DATA RECORDS ::
───

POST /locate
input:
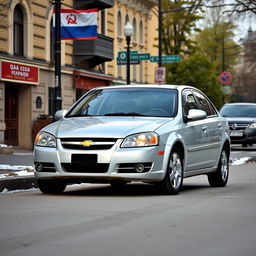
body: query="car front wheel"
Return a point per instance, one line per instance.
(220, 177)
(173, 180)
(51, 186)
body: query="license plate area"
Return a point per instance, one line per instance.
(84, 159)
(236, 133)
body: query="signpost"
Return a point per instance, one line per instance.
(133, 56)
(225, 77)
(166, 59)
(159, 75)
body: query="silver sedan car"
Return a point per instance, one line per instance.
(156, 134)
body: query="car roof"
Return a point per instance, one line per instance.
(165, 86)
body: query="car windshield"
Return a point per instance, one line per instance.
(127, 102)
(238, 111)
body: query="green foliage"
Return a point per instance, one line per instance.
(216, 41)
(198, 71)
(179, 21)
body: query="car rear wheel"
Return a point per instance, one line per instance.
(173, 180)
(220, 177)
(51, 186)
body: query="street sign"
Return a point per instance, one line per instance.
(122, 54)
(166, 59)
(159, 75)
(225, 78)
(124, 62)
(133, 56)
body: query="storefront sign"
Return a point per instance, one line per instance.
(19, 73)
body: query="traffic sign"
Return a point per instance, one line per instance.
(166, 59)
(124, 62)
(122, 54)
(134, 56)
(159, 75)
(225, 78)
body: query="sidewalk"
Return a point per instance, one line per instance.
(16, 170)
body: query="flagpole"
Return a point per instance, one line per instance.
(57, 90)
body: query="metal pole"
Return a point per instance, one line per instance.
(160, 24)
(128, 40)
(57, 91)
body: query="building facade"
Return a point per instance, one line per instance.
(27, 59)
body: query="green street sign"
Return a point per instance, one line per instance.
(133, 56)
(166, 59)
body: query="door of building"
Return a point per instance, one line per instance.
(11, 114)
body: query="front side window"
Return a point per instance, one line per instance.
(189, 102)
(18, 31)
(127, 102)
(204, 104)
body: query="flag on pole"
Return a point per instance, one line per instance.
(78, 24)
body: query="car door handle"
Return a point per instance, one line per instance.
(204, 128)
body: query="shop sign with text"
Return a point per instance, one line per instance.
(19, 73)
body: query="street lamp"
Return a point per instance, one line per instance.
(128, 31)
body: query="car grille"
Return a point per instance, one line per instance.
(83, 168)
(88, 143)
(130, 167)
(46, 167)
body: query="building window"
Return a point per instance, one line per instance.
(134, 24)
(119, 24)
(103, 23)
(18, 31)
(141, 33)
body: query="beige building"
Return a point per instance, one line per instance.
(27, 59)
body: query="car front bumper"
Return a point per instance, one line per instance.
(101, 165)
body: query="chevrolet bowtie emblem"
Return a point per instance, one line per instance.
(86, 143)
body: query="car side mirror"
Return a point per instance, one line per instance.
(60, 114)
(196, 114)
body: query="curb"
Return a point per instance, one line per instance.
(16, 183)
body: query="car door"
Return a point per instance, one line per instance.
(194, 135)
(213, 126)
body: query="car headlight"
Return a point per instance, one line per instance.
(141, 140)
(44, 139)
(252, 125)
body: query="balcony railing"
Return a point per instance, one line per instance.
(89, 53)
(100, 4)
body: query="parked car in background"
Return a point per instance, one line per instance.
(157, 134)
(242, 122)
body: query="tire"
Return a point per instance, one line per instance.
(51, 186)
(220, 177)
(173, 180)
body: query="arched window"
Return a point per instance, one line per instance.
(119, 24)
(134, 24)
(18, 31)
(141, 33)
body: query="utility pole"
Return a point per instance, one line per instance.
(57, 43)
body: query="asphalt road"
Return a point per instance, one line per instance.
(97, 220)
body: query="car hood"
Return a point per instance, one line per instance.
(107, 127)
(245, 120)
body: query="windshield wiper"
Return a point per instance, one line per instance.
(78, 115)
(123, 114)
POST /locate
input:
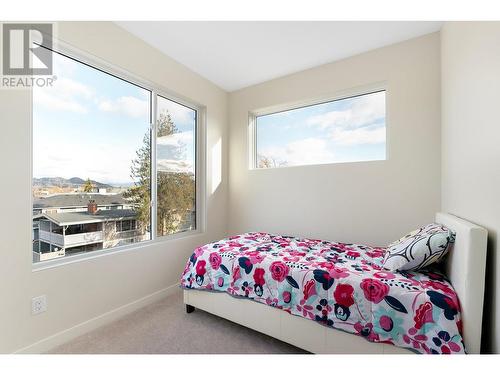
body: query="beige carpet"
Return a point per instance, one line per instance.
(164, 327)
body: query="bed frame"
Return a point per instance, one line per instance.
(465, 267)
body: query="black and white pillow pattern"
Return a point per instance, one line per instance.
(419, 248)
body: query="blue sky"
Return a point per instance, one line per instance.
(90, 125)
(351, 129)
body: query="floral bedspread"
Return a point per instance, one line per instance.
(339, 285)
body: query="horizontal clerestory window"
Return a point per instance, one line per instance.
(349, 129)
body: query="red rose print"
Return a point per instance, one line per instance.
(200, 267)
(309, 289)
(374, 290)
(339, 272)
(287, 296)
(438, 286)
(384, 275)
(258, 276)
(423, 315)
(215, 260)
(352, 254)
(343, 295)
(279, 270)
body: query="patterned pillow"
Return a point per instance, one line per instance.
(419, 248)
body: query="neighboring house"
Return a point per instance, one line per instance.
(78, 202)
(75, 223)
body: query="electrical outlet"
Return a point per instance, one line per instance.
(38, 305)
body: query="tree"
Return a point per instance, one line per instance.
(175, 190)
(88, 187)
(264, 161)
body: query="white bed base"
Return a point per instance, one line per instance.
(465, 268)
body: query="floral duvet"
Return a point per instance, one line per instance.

───

DIRECTIONS :: Whenever a line of the data includes the word "green", show that line in full.

SOLUTION TO THE EXERCISE ::
body: query="green foliage"
body: query="green street sign"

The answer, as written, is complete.